> **To be done**
Convert all the records below into a JSON list of strings, one string per line, leaving out blank lines and the pictures.

> **Available records**

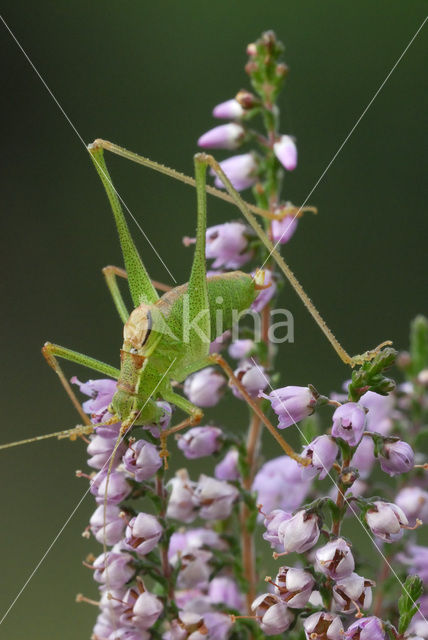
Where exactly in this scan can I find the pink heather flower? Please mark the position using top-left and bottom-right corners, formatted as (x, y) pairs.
(211, 153), (258, 191)
(208, 576), (244, 611)
(366, 501), (409, 542)
(315, 538), (355, 580)
(345, 616), (387, 640)
(252, 456), (311, 513)
(71, 376), (117, 422)
(263, 509), (292, 549)
(214, 449), (240, 480)
(275, 567), (315, 609)
(251, 269), (276, 313)
(333, 573), (374, 613)
(397, 544), (428, 584)
(213, 98), (245, 120)
(359, 391), (394, 436)
(251, 593), (294, 636)
(303, 611), (343, 640)
(331, 402), (366, 447)
(379, 440), (415, 476)
(273, 136), (297, 171)
(124, 513), (163, 556)
(89, 504), (125, 547)
(205, 222), (253, 269)
(198, 122), (245, 149)
(123, 440), (162, 482)
(260, 386), (317, 429)
(171, 549), (213, 589)
(395, 487), (428, 526)
(194, 474), (239, 520)
(87, 434), (126, 469)
(93, 551), (134, 589)
(166, 470), (196, 522)
(178, 427), (222, 460)
(302, 435), (339, 480)
(278, 509), (320, 553)
(232, 361), (269, 400)
(90, 469), (132, 504)
(351, 436), (376, 478)
(132, 591), (163, 629)
(228, 339), (254, 360)
(271, 215), (299, 244)
(168, 527), (226, 558)
(184, 367), (226, 407)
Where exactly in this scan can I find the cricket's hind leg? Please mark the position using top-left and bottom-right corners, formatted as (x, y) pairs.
(196, 153), (392, 367)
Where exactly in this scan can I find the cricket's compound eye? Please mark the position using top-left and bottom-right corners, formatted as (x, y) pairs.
(123, 304), (152, 353)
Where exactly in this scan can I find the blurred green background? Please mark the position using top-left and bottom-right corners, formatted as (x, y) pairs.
(0, 0), (428, 640)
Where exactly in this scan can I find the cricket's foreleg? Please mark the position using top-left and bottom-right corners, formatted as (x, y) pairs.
(42, 342), (120, 425)
(210, 353), (310, 466)
(197, 153), (391, 367)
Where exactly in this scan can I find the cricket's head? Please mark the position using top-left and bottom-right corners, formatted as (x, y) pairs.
(111, 304), (157, 422)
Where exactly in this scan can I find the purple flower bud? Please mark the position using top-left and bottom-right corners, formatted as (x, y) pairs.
(315, 538), (355, 580)
(93, 551), (134, 589)
(228, 339), (254, 360)
(251, 269), (277, 313)
(302, 435), (339, 480)
(206, 222), (253, 269)
(208, 576), (243, 611)
(184, 367), (226, 407)
(214, 449), (240, 481)
(278, 509), (320, 553)
(260, 386), (317, 429)
(271, 215), (299, 244)
(71, 376), (117, 422)
(397, 544), (428, 583)
(178, 427), (222, 460)
(215, 153), (258, 191)
(379, 440), (415, 476)
(275, 567), (315, 609)
(232, 362), (269, 400)
(194, 474), (239, 520)
(198, 122), (245, 149)
(89, 504), (125, 547)
(331, 402), (366, 447)
(87, 434), (126, 469)
(110, 627), (150, 640)
(273, 136), (297, 171)
(333, 573), (374, 613)
(171, 549), (213, 590)
(366, 501), (409, 542)
(351, 436), (376, 478)
(166, 470), (196, 522)
(251, 593), (294, 636)
(124, 513), (163, 556)
(91, 469), (131, 504)
(132, 591), (163, 629)
(123, 440), (162, 482)
(263, 509), (291, 549)
(213, 98), (245, 120)
(303, 611), (343, 640)
(252, 456), (311, 513)
(395, 487), (428, 526)
(345, 616), (386, 640)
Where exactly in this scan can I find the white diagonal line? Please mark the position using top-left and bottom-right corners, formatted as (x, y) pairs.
(0, 358), (177, 625)
(251, 356), (428, 623)
(260, 16), (428, 269)
(0, 15), (177, 283)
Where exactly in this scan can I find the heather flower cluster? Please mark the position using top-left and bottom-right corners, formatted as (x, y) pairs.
(72, 32), (428, 640)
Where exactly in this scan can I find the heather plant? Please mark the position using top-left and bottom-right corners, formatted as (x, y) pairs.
(6, 32), (428, 640)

> **Task answer**
[
  "Where exactly in this scan can I find the pink heather flower? Please mark the position using top-left and bottom-right corners, formatted as (x, y) pairs.",
  "(211, 153), (258, 191)",
  "(208, 576), (244, 611)",
  "(366, 501), (409, 542)",
  "(315, 538), (355, 580)",
  "(345, 616), (387, 640)",
  "(252, 456), (311, 513)",
  "(71, 376), (117, 422)",
  "(263, 509), (292, 549)",
  "(214, 449), (240, 480)",
  "(275, 567), (315, 609)",
  "(251, 269), (276, 313)",
  "(333, 573), (374, 613)",
  "(397, 544), (428, 584)",
  "(213, 98), (245, 120)",
  "(359, 391), (394, 436)",
  "(251, 593), (294, 636)",
  "(303, 611), (343, 640)",
  "(331, 402), (366, 447)",
  "(379, 440), (415, 476)",
  "(273, 136), (297, 171)",
  "(124, 513), (163, 556)",
  "(89, 504), (125, 547)",
  "(205, 222), (253, 269)",
  "(198, 122), (245, 149)",
  "(123, 440), (162, 482)",
  "(260, 386), (317, 429)",
  "(171, 549), (213, 589)",
  "(395, 487), (428, 526)",
  "(194, 474), (239, 520)",
  "(87, 434), (126, 469)",
  "(93, 551), (134, 589)",
  "(166, 470), (196, 522)",
  "(178, 427), (222, 460)",
  "(302, 435), (339, 480)",
  "(278, 509), (320, 553)",
  "(232, 361), (269, 400)",
  "(90, 469), (132, 504)",
  "(351, 436), (376, 478)",
  "(132, 591), (163, 629)",
  "(228, 339), (254, 360)",
  "(271, 215), (299, 244)",
  "(168, 527), (226, 558)",
  "(184, 367), (226, 407)",
  "Where exactly in this scan can I find the cricket's hind leg? Please mark the position using top-left and bottom-right corners, formatted as (x, y) pairs.",
  "(196, 153), (392, 367)",
  "Where exactly in this scan can I find the cricket's compound eye? Please mark the position using top-left and bottom-right corners, formatted as (x, y) pairs.",
  "(123, 304), (152, 353)",
  "Where exactly in this scan can I find the blurred green background? Please mark the position using top-left and bottom-right corners, formatted as (x, y) pairs.",
  "(0, 0), (428, 640)",
  "Where exactly in this scan can I find the cricket's foreleg? Please mark the position using top-left and bottom-right corners, formatted as (x, y) pairs.",
  "(42, 342), (120, 425)",
  "(210, 353), (310, 466)",
  "(197, 153), (391, 367)",
  "Where exactly in this scan can I find the cricket's head? Please mark the position using top-left and bottom-right corners, formatted as (x, y) pairs.",
  "(111, 304), (157, 422)",
  "Where exactly in this scan can I find the purple flower bud? Please mark the position using top-left and bottom-right corners, formatted as (x, y) pairs.",
  "(315, 538), (355, 580)",
  "(93, 551), (134, 589)",
  "(228, 339), (254, 360)",
  "(251, 269), (277, 313)",
  "(302, 435), (339, 480)",
  "(206, 222), (253, 269)",
  "(208, 576), (243, 611)",
  "(184, 367), (226, 407)",
  "(214, 449), (240, 481)",
  "(278, 509), (320, 553)",
  "(260, 386), (317, 429)",
  "(271, 215), (299, 244)",
  "(71, 376), (117, 422)",
  "(397, 544), (428, 583)",
  "(178, 427), (222, 460)",
  "(215, 153), (258, 191)",
  "(379, 440), (415, 476)",
  "(275, 567), (315, 609)",
  "(232, 362), (269, 400)",
  "(194, 474), (239, 520)",
  "(198, 122), (245, 149)",
  "(89, 504), (125, 547)",
  "(331, 402), (366, 447)",
  "(87, 434), (126, 469)",
  "(110, 627), (150, 640)",
  "(273, 136), (297, 171)",
  "(333, 573), (374, 613)",
  "(171, 549), (213, 590)",
  "(366, 501), (409, 542)",
  "(351, 436), (376, 478)",
  "(166, 470), (196, 522)",
  "(251, 593), (294, 636)",
  "(124, 513), (163, 556)",
  "(91, 469), (131, 504)",
  "(132, 591), (163, 629)",
  "(123, 440), (162, 482)",
  "(263, 509), (291, 549)",
  "(213, 98), (245, 120)",
  "(303, 611), (343, 640)",
  "(252, 456), (311, 513)",
  "(395, 487), (428, 526)",
  "(345, 616), (386, 640)",
  "Where exactly in this scan can I find the white diagonal line? Please mark the position using top-left and bottom-right corners, formatted as (x, y) pairs.",
  "(0, 358), (177, 625)",
  "(251, 356), (428, 623)",
  "(260, 16), (428, 269)",
  "(0, 15), (177, 283)",
  "Where exactly in this scan can I find the heather flower cluster? Please mark the position using top-left and bottom-right corners, formatted as (x, y) pairs.",
  "(72, 32), (428, 640)",
  "Where exactly in this scan can I find the heather plant? Please mark the position using top-left and bottom-right corners, formatted as (x, y) pairs.",
  "(6, 32), (428, 640)"
]